What needs to be done: Go through the listing and copy each line with the string "clicks".
(Entries shown begins)
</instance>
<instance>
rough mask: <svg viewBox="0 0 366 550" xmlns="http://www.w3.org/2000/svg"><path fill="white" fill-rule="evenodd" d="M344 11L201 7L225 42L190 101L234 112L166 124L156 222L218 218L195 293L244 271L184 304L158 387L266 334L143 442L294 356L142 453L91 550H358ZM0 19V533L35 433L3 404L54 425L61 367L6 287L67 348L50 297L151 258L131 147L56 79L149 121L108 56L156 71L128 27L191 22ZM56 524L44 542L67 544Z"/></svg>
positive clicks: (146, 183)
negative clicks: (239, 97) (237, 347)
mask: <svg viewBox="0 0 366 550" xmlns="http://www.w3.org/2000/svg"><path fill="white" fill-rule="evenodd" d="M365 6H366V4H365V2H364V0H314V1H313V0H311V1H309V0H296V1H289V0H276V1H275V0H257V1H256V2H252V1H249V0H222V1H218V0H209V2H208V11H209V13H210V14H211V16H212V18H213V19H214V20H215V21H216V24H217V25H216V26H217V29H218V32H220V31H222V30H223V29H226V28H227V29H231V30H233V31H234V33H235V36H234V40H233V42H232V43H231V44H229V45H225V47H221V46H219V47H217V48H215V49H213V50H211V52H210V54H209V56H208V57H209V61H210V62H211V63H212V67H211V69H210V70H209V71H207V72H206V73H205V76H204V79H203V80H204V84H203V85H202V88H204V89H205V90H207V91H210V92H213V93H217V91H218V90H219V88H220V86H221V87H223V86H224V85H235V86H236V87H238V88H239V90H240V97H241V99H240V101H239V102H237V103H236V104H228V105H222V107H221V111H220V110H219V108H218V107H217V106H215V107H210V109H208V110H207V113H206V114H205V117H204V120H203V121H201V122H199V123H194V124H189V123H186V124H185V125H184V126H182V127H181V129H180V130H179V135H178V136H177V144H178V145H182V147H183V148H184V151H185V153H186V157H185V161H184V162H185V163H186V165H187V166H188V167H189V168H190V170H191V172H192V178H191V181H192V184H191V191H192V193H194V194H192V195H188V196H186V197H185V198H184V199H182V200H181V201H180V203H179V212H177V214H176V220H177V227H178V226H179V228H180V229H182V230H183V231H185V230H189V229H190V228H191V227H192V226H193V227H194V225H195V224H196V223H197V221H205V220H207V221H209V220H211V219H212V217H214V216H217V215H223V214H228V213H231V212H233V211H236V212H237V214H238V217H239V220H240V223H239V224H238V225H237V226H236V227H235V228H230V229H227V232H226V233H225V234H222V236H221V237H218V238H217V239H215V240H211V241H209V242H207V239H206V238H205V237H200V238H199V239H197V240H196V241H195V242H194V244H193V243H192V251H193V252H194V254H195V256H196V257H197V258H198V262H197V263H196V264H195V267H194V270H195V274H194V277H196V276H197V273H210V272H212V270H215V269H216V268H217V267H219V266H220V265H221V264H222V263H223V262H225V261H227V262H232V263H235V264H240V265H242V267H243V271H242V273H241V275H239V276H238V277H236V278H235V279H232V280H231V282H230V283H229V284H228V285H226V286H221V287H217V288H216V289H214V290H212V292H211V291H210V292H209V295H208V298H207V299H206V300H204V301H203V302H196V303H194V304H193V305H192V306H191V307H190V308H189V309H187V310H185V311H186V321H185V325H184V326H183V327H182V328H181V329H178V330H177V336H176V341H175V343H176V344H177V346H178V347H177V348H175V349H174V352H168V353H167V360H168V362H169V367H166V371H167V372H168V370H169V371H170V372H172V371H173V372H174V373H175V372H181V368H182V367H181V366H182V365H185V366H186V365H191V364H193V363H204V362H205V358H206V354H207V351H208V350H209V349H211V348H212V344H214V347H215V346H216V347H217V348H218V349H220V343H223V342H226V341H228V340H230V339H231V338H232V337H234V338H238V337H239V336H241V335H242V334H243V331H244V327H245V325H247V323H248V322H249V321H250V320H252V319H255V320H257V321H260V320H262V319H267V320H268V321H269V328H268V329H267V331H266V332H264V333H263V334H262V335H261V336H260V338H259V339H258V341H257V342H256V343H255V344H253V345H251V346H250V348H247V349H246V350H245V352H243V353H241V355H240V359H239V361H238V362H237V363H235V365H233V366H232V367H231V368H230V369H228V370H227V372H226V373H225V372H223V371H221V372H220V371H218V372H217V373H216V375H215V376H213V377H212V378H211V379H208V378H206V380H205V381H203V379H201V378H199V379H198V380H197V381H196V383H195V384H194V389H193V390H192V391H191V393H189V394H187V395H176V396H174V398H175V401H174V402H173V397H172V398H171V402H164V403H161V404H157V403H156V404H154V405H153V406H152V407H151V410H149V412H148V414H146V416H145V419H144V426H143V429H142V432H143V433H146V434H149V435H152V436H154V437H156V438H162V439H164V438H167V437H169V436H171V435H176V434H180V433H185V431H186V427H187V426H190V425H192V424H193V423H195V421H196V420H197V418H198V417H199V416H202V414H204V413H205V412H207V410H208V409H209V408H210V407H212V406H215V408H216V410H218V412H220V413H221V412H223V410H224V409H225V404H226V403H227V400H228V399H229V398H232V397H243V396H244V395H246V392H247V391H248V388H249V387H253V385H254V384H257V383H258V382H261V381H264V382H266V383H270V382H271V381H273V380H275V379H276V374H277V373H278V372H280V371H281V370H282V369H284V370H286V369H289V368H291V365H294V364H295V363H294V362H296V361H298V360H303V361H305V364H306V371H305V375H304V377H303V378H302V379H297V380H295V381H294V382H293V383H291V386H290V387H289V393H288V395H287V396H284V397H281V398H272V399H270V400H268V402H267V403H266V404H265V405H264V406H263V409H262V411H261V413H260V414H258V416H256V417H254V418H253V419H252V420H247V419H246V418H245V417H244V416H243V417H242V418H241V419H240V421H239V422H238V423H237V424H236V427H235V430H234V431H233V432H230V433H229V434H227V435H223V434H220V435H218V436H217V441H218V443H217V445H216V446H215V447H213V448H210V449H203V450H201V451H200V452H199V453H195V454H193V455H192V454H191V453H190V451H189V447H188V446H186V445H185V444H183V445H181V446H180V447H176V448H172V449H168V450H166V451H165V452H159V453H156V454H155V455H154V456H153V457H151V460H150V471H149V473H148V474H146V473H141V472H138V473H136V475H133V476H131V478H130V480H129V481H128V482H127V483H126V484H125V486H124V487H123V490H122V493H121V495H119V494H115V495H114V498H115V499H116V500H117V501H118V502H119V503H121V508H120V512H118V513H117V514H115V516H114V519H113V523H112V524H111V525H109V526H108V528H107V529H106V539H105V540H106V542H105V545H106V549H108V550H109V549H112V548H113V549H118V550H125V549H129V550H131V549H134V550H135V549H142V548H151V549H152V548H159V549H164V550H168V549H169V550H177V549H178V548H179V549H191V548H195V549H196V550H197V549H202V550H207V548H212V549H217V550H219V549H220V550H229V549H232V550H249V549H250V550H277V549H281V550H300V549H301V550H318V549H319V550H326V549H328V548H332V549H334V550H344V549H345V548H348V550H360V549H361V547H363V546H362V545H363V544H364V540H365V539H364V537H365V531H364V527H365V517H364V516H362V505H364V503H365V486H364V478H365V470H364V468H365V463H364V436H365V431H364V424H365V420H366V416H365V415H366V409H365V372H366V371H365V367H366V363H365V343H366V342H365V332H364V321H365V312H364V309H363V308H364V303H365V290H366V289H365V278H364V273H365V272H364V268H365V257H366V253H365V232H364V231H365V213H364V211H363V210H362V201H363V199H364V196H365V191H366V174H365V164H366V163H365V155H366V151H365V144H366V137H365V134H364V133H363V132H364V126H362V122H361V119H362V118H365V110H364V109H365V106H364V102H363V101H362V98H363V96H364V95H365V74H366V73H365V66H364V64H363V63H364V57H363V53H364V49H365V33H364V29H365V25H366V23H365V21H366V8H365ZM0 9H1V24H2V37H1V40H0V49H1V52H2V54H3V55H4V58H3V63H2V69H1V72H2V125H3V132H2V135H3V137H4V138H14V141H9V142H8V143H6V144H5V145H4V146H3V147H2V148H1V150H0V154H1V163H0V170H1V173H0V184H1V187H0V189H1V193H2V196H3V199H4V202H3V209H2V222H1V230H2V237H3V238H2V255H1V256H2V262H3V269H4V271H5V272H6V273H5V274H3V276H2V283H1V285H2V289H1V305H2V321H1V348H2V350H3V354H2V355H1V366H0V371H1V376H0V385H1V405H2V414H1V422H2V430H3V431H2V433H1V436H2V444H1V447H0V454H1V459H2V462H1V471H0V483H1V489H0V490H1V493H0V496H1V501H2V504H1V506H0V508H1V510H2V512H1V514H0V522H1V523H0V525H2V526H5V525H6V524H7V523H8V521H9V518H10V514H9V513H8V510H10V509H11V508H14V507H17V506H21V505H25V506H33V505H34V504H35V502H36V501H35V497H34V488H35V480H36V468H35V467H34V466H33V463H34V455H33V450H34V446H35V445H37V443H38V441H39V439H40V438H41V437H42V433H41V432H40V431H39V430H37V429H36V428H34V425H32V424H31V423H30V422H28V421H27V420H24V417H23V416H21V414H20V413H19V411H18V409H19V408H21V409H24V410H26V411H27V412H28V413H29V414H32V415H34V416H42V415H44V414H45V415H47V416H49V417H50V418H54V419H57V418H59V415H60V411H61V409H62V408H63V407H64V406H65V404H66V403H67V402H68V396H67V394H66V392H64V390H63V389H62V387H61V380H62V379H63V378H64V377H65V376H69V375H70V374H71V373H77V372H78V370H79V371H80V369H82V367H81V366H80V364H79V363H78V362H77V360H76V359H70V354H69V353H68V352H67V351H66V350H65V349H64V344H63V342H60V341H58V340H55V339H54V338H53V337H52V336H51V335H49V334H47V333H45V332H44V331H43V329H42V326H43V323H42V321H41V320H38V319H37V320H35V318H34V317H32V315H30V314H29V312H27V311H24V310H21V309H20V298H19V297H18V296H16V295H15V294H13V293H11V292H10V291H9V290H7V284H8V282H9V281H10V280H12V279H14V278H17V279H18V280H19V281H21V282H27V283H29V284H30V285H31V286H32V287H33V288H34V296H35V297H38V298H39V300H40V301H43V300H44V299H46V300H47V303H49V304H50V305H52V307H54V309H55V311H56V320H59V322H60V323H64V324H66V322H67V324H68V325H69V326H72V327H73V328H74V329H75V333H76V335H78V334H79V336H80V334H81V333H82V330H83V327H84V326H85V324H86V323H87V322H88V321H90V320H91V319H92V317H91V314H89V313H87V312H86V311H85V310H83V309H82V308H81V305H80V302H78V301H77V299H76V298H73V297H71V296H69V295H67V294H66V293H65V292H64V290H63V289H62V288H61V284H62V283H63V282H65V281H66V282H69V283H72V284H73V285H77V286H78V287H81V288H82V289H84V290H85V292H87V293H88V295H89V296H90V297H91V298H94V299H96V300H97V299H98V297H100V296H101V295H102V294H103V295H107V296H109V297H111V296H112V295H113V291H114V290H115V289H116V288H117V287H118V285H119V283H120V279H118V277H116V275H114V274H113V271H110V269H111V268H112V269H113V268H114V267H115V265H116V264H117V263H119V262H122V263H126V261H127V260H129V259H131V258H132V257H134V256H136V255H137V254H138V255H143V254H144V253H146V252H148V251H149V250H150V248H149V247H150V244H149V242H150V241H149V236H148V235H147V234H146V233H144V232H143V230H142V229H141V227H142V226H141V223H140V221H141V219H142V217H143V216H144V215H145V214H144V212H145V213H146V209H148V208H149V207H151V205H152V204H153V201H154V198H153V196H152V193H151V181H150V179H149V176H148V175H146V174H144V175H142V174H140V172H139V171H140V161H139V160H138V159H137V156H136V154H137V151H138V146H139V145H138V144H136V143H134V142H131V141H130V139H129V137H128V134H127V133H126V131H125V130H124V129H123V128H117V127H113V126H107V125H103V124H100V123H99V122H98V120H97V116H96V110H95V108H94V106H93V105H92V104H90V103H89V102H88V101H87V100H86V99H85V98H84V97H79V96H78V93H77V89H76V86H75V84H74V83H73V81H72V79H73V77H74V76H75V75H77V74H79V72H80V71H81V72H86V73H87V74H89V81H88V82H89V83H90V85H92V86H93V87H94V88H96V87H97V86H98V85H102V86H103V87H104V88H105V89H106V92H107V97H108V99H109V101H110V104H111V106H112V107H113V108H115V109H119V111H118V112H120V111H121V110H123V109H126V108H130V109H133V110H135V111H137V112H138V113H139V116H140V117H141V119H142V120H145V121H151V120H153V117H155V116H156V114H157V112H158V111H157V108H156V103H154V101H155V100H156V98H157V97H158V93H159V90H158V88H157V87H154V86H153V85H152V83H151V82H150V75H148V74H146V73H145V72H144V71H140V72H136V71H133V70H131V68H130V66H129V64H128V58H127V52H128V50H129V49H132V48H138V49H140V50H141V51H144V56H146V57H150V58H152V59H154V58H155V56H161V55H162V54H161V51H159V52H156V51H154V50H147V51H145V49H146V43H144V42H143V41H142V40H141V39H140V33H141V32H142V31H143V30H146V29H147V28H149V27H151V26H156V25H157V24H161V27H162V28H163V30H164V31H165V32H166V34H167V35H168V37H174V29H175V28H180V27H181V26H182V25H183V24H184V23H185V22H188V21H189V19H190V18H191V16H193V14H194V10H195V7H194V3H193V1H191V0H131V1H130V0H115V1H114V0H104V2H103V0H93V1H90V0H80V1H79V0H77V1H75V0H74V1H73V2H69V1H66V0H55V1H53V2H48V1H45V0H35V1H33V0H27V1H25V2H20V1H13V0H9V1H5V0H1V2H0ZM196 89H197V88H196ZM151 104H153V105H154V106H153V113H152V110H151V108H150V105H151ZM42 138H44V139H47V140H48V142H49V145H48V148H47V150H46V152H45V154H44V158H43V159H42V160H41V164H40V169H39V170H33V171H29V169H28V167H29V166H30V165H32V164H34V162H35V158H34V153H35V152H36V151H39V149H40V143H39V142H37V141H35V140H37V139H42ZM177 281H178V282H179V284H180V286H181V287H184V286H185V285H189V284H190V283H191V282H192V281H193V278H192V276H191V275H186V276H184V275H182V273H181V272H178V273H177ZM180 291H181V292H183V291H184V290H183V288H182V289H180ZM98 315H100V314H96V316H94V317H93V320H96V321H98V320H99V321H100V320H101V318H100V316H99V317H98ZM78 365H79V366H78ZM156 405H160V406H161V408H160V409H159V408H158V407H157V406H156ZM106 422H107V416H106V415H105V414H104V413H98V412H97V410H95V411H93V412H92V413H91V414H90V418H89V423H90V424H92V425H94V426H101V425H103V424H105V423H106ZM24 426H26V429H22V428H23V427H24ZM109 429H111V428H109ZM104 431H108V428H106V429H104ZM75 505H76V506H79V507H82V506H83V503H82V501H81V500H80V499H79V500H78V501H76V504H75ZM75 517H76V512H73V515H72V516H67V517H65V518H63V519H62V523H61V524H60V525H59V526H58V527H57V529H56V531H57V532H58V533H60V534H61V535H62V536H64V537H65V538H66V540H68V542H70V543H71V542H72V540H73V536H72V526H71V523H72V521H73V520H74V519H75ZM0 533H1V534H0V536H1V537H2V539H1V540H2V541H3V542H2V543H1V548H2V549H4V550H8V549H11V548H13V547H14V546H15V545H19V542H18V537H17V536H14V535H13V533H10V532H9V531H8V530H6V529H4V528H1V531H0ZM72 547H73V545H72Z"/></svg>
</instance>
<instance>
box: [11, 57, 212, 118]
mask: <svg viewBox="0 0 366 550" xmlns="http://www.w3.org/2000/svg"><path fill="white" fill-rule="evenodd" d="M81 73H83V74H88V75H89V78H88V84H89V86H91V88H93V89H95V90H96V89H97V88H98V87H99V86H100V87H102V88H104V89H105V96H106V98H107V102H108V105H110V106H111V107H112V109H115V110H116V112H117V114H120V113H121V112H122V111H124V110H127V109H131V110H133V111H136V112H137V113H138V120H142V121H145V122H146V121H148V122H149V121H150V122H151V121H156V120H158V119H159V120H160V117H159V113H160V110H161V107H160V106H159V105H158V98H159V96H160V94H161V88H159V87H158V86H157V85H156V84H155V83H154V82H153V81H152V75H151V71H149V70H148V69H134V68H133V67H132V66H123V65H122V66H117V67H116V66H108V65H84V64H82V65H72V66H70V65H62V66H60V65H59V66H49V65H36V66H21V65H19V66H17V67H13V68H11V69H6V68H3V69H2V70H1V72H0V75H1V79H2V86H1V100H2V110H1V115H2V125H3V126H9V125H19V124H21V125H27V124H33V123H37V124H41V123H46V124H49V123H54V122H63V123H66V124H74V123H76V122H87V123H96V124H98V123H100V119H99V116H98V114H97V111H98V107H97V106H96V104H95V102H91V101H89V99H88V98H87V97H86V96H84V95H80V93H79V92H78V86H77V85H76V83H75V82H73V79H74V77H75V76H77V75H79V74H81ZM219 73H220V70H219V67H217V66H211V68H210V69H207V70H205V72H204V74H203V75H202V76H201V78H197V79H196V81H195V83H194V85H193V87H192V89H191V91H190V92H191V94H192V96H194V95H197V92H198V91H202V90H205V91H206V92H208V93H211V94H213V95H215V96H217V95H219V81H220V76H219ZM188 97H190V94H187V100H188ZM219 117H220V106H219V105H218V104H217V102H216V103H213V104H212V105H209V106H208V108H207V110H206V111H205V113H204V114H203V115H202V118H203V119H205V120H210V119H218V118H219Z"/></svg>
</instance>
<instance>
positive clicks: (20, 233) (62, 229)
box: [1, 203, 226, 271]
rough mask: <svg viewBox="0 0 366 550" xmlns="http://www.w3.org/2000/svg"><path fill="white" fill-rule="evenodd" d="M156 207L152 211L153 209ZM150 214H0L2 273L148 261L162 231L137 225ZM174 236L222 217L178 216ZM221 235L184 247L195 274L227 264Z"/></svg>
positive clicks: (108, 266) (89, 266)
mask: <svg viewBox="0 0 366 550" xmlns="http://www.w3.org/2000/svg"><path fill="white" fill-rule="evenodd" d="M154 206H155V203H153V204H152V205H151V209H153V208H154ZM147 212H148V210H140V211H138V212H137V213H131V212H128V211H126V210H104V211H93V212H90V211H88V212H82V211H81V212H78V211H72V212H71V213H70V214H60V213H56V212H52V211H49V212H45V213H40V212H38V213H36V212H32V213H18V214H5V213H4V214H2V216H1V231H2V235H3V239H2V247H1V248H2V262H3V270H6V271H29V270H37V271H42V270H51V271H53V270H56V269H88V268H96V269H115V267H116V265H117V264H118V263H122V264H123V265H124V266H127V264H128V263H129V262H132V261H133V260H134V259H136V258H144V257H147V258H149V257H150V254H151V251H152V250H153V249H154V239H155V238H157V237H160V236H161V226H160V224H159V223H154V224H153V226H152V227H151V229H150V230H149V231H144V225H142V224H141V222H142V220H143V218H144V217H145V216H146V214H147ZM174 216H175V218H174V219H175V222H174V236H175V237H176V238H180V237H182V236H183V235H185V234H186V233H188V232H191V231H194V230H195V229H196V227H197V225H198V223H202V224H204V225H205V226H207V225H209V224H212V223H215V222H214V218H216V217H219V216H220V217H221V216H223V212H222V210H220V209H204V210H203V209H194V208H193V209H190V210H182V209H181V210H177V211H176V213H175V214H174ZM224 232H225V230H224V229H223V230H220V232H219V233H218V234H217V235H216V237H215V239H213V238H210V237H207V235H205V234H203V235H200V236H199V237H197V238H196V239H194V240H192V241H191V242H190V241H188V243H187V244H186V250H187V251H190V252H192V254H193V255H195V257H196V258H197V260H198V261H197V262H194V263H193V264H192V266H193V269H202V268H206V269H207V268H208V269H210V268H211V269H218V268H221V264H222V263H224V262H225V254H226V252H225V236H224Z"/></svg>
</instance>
(Entries shown ends)
Solution to this task:
positive clicks: (146, 183)
negative clicks: (239, 97) (237, 347)
positive clicks: (20, 233) (62, 229)
positive clicks: (108, 266) (89, 266)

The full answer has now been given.